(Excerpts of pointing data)
▬▬▬▬▬▬
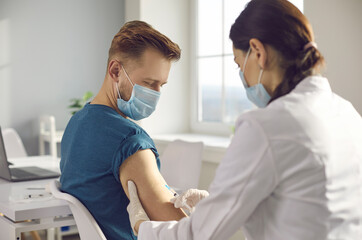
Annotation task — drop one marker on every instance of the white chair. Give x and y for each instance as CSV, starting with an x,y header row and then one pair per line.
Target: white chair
x,y
14,147
87,227
48,133
181,164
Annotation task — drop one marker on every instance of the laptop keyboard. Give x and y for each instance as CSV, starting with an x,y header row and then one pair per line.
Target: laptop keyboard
x,y
19,173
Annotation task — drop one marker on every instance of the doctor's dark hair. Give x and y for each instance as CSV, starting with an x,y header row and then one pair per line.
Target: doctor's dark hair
x,y
135,37
279,24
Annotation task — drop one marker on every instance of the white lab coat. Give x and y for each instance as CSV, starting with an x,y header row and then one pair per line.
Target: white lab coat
x,y
292,171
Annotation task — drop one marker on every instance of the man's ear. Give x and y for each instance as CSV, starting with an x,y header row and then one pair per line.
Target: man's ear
x,y
259,49
114,69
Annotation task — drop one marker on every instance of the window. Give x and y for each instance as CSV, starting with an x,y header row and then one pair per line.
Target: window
x,y
218,89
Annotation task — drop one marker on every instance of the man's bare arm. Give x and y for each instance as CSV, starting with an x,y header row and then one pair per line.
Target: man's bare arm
x,y
142,169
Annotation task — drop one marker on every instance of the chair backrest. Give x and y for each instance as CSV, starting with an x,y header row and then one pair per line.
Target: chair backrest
x,y
181,164
14,147
86,224
47,124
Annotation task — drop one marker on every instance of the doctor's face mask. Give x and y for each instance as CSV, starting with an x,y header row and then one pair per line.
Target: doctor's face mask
x,y
142,103
257,93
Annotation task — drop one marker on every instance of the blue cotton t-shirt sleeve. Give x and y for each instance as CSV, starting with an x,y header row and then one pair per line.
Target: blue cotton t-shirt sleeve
x,y
130,146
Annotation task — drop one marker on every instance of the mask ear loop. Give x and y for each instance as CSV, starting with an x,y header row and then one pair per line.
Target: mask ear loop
x,y
119,95
260,73
246,59
124,70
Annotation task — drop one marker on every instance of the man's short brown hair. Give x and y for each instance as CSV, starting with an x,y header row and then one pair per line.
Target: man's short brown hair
x,y
135,37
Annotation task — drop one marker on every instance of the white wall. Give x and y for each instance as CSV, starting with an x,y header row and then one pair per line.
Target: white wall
x,y
51,51
338,30
172,19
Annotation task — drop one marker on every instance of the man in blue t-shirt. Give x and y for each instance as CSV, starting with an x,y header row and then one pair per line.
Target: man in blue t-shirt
x,y
102,148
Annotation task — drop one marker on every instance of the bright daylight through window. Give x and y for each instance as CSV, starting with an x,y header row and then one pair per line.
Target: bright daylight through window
x,y
221,96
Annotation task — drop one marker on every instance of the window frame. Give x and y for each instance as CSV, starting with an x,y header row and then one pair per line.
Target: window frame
x,y
215,128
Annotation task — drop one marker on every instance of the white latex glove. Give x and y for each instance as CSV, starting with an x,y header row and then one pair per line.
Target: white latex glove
x,y
189,199
134,208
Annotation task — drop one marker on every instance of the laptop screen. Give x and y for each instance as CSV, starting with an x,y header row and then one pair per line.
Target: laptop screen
x,y
4,166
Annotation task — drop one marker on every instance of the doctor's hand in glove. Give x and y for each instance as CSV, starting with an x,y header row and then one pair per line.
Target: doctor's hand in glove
x,y
137,214
189,199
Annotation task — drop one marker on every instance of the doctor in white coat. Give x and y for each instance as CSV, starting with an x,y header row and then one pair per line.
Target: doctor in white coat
x,y
294,167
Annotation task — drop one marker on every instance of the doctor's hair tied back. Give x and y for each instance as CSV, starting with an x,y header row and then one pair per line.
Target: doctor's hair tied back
x,y
310,45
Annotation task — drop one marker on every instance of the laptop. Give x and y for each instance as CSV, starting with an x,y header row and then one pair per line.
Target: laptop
x,y
17,174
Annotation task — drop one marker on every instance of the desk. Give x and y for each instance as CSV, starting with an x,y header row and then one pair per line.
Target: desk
x,y
44,214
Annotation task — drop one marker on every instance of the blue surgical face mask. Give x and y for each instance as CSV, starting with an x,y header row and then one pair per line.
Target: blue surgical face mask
x,y
142,103
257,93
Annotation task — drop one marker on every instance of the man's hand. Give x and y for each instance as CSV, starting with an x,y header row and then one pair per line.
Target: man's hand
x,y
136,213
189,198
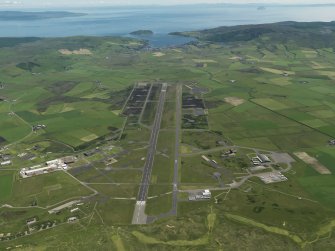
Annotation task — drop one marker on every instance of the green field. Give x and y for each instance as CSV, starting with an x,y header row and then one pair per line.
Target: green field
x,y
284,103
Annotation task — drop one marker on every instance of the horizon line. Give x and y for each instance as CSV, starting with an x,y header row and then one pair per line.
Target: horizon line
x,y
20,5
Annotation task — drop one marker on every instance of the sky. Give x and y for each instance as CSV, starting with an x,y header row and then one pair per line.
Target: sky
x,y
41,3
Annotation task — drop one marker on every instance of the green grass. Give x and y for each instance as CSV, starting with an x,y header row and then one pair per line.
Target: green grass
x,y
36,189
6,182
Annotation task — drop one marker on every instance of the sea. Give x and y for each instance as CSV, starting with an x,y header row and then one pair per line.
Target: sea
x,y
121,20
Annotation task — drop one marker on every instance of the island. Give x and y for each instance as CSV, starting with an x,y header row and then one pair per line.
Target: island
x,y
142,33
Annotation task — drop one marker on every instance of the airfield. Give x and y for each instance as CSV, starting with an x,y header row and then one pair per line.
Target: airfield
x,y
145,136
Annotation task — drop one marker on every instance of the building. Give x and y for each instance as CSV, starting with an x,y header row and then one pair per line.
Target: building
x,y
263,158
51,166
206,194
69,159
6,163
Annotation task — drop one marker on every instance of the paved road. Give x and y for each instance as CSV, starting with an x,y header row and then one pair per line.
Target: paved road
x,y
177,146
173,211
139,216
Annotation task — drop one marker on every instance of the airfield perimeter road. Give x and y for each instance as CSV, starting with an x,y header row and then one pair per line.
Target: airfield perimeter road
x,y
139,216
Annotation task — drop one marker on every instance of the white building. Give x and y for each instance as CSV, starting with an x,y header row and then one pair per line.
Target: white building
x,y
51,166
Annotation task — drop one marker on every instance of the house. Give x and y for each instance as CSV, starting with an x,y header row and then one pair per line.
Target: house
x,y
263,158
206,194
69,159
6,163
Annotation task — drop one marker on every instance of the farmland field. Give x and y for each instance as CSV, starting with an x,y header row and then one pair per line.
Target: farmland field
x,y
93,101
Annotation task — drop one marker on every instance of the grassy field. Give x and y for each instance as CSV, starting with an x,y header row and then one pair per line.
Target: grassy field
x,y
260,94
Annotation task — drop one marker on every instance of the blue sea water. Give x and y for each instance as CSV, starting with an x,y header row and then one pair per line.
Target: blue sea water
x,y
162,20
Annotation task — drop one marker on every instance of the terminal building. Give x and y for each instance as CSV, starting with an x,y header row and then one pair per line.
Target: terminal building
x,y
50,166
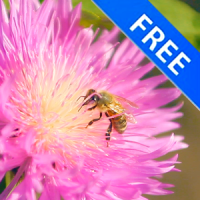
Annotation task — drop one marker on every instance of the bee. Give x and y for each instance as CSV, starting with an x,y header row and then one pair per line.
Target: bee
x,y
115,108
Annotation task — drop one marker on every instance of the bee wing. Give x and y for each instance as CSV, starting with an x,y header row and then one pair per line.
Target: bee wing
x,y
128,108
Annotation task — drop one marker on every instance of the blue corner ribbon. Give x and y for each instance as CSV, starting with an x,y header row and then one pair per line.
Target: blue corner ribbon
x,y
159,40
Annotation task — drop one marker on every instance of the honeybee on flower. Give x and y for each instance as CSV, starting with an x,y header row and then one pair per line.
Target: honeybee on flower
x,y
47,62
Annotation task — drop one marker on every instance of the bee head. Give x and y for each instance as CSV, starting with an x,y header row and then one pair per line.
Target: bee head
x,y
93,99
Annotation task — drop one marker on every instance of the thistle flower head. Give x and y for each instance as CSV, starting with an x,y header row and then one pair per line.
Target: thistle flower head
x,y
48,62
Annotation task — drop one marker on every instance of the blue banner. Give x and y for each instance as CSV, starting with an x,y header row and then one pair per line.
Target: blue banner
x,y
159,40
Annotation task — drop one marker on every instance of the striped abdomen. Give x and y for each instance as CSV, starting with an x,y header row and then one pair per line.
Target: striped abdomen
x,y
119,122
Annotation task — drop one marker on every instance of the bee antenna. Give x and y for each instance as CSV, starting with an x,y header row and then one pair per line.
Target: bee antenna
x,y
80,97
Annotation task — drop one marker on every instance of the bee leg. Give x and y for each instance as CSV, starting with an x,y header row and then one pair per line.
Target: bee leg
x,y
94,120
92,108
109,130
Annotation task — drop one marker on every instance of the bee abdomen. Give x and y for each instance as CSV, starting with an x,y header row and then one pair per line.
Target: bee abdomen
x,y
120,123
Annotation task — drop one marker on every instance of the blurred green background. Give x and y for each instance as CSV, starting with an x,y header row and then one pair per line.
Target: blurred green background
x,y
185,16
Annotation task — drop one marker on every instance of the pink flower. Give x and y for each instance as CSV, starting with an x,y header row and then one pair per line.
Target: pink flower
x,y
47,62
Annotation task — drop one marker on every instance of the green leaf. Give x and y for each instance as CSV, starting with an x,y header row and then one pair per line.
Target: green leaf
x,y
91,14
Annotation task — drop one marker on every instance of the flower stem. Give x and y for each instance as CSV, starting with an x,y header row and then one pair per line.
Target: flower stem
x,y
20,171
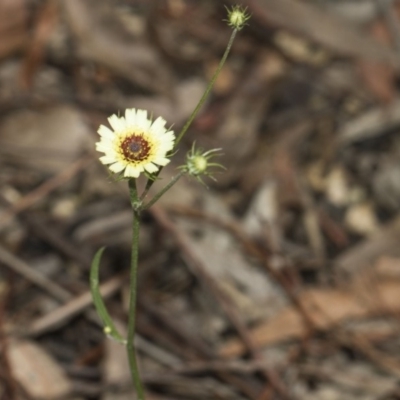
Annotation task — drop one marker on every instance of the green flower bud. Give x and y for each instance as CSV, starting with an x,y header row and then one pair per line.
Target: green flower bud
x,y
198,163
237,17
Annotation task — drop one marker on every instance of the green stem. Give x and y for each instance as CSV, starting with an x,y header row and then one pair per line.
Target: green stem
x,y
133,293
208,90
196,110
163,190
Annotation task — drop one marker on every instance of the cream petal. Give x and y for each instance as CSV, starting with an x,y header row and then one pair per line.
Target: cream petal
x,y
151,168
117,167
158,125
108,159
162,161
142,121
105,132
104,148
132,171
130,116
117,123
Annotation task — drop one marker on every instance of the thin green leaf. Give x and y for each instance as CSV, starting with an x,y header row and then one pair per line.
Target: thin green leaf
x,y
109,327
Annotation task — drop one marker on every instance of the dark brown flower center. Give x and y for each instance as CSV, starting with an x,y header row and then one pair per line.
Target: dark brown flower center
x,y
135,148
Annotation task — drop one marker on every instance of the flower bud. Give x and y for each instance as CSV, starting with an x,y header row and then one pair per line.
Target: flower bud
x,y
198,162
237,17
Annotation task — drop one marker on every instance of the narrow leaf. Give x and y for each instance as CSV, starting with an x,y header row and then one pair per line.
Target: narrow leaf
x,y
109,327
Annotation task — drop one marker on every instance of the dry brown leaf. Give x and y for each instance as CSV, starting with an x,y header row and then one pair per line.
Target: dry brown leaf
x,y
327,29
326,308
36,371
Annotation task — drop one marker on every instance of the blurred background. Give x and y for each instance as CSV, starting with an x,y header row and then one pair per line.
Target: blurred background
x,y
279,281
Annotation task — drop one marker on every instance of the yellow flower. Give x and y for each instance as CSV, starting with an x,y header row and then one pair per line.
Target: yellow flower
x,y
135,144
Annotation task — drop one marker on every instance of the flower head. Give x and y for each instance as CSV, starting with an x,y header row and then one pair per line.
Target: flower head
x,y
135,144
237,17
198,162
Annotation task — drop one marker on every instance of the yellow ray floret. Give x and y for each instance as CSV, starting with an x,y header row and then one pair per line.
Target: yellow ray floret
x,y
135,144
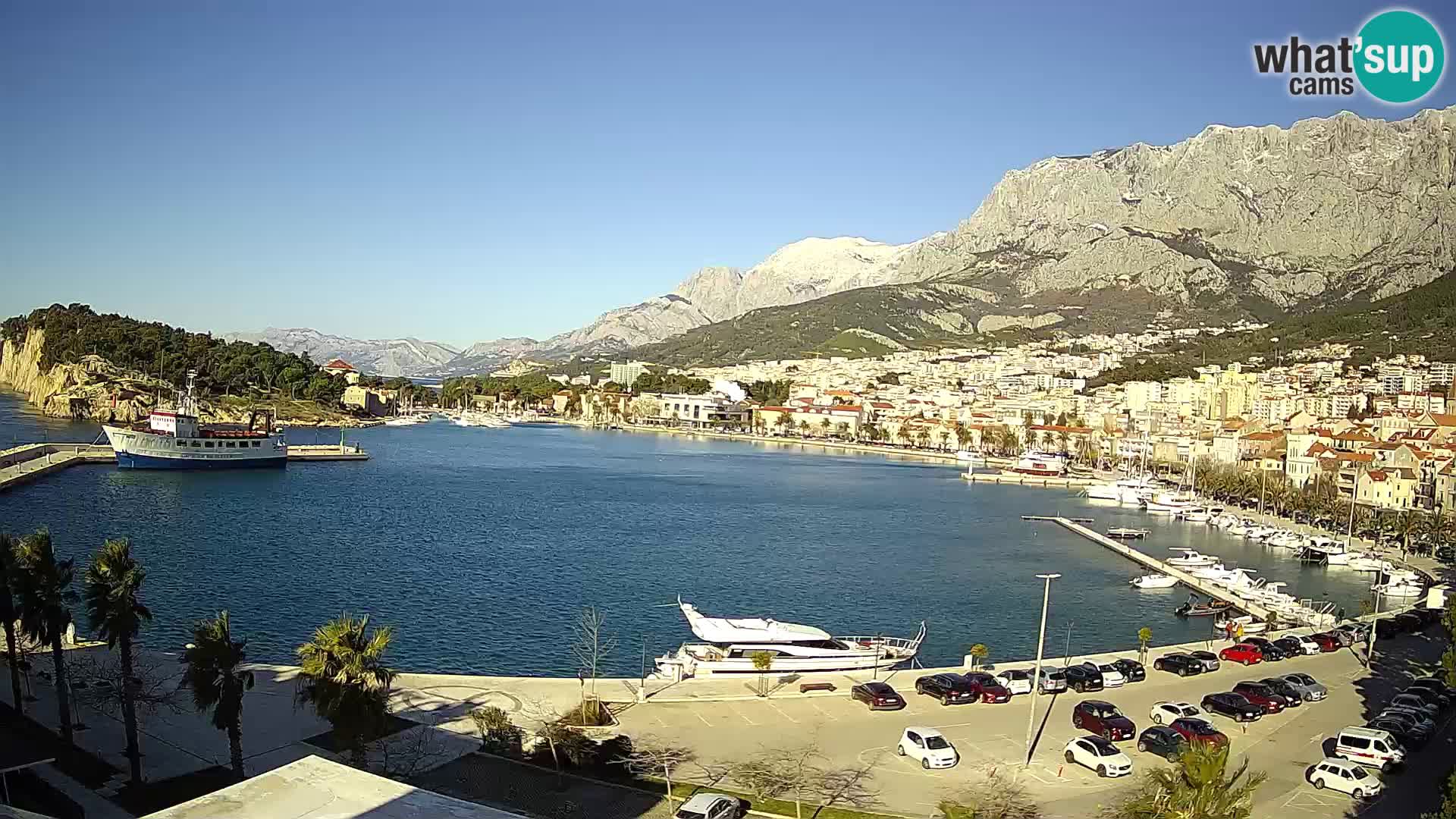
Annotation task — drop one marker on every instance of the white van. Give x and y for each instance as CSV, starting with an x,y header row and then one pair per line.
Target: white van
x,y
1369,746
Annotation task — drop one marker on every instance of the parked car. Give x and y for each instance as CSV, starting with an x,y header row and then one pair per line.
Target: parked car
x,y
1131,670
1261,695
1084,678
1100,755
1307,643
1164,742
1180,664
929,746
1111,676
1405,732
1269,651
711,806
1232,706
1197,729
1017,681
1416,703
1279,686
987,687
877,695
1310,689
1052,681
1209,659
1101,717
1369,746
1166,711
1346,777
1242,653
948,689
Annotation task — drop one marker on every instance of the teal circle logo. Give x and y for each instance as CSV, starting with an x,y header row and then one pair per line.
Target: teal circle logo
x,y
1400,55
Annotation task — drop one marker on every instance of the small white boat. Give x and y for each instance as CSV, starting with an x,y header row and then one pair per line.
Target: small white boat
x,y
1191,557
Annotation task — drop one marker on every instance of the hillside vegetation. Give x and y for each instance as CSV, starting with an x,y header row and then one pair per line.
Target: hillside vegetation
x,y
1420,321
165,352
▬▬▬▬▬▬
GOAL: Repeat the lines from the one containing "of the parked" through the end of the listing, exactly and without any other lines; both ends are included.

SOLUTION TO THE PROBLEM:
Annotation task — drop one marker on every instance of the parked car. Give x and y for each instance as CSV, starting with an x,y header row and then one pair per line.
Target: parked car
x,y
1131,670
1261,695
1084,678
1100,755
1307,643
1164,742
1180,664
929,746
1111,676
1405,732
1269,651
711,806
1232,706
1197,729
1017,681
1416,703
1279,686
987,687
877,695
1310,689
1052,681
1209,659
1101,717
1369,746
1166,711
1346,777
1242,653
948,689
Annotation task — drop one marker on every instance of the teal circle logo. Give x and y for each instance as CSV, starting with an x,y header row and then one pair per line.
Target: teal circle logo
x,y
1400,55
Annotation task — drop one marker on every instance of the small white boat. Give x and y for each instance as CSV, starting with an x,y header row and then one pair per line.
Target: small white boat
x,y
1191,557
Annotation task — drop one marker on every instance of the hillside vegetation. Give x and y for each instance as CSV, starting with an x,y header row and then one pair per line.
Target: hillside vegetation
x,y
1420,321
165,352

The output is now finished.